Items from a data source
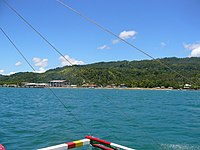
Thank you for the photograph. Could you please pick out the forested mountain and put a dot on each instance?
(144, 73)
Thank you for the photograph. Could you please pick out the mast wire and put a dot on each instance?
(64, 105)
(31, 26)
(121, 39)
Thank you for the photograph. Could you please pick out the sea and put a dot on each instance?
(32, 118)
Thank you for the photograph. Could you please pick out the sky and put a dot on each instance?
(161, 28)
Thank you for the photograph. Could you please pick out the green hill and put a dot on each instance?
(145, 73)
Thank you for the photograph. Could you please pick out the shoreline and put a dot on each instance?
(113, 88)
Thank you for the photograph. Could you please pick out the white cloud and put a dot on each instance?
(41, 70)
(195, 49)
(115, 41)
(125, 35)
(163, 44)
(18, 63)
(1, 71)
(191, 46)
(103, 47)
(72, 61)
(11, 73)
(40, 62)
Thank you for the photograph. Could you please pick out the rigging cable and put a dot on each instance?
(121, 39)
(31, 26)
(65, 106)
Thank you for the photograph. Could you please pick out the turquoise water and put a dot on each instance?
(144, 120)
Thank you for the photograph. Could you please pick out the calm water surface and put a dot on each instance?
(144, 120)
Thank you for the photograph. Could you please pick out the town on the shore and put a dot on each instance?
(65, 84)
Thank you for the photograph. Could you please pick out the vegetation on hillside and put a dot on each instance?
(145, 73)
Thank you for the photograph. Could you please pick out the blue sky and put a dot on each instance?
(162, 28)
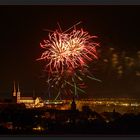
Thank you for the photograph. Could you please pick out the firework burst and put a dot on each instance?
(67, 55)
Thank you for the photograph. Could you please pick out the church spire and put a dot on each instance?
(14, 92)
(18, 94)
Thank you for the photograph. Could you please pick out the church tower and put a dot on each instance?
(18, 95)
(73, 104)
(14, 93)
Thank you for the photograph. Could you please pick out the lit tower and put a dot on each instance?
(18, 95)
(14, 93)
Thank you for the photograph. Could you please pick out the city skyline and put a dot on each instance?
(22, 29)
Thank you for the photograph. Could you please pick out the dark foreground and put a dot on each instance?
(17, 120)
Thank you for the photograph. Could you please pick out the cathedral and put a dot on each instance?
(28, 101)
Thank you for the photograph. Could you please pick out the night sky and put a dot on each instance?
(21, 31)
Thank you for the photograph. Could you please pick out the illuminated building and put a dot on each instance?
(28, 101)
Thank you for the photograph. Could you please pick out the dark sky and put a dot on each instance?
(21, 31)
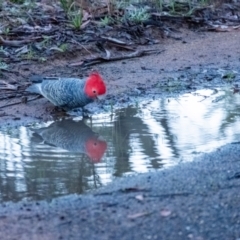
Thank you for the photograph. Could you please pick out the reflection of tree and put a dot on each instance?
(48, 171)
(127, 123)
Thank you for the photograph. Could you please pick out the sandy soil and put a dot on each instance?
(192, 50)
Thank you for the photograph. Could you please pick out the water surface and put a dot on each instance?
(73, 156)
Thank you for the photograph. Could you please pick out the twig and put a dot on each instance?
(19, 102)
(88, 62)
(17, 43)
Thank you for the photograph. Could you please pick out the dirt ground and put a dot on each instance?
(173, 208)
(191, 50)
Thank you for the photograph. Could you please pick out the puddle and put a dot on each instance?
(59, 158)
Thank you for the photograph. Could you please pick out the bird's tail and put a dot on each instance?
(35, 88)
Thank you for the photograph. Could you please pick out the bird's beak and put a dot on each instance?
(100, 97)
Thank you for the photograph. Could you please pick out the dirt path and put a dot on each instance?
(198, 200)
(201, 50)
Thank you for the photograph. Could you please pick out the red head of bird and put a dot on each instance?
(94, 86)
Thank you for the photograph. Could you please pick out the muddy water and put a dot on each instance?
(73, 156)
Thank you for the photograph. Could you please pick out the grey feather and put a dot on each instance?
(67, 93)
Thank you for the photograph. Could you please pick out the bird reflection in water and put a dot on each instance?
(72, 136)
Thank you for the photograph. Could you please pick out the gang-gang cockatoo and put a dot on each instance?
(69, 93)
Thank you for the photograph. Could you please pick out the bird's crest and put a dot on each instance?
(95, 85)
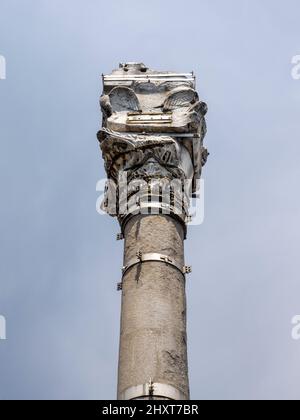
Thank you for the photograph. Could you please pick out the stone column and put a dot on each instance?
(152, 144)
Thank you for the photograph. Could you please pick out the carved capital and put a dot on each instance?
(152, 132)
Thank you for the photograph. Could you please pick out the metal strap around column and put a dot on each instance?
(152, 391)
(154, 256)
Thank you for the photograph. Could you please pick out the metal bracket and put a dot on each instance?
(152, 390)
(153, 256)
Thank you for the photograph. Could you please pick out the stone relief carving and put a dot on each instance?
(152, 131)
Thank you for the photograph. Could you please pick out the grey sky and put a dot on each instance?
(59, 259)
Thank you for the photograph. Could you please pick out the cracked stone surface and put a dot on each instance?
(153, 316)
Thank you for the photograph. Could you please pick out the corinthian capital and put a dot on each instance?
(152, 135)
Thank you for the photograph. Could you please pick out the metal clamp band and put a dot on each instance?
(152, 390)
(153, 256)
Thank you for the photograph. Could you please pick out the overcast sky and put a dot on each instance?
(59, 260)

# YOUR TASK
Rescale the stretch from the line containing "out the overcast" through the end of the records, rewriting every line of it. Multiply each answer coordinate by 2.15 and round to a whole number, with halves rounding up, and keep every other line unchanged.

# TASK SOLUTION
Thank you for the photograph. Could you please pick out the overcast sky and put a dot on each instance?
(127, 559)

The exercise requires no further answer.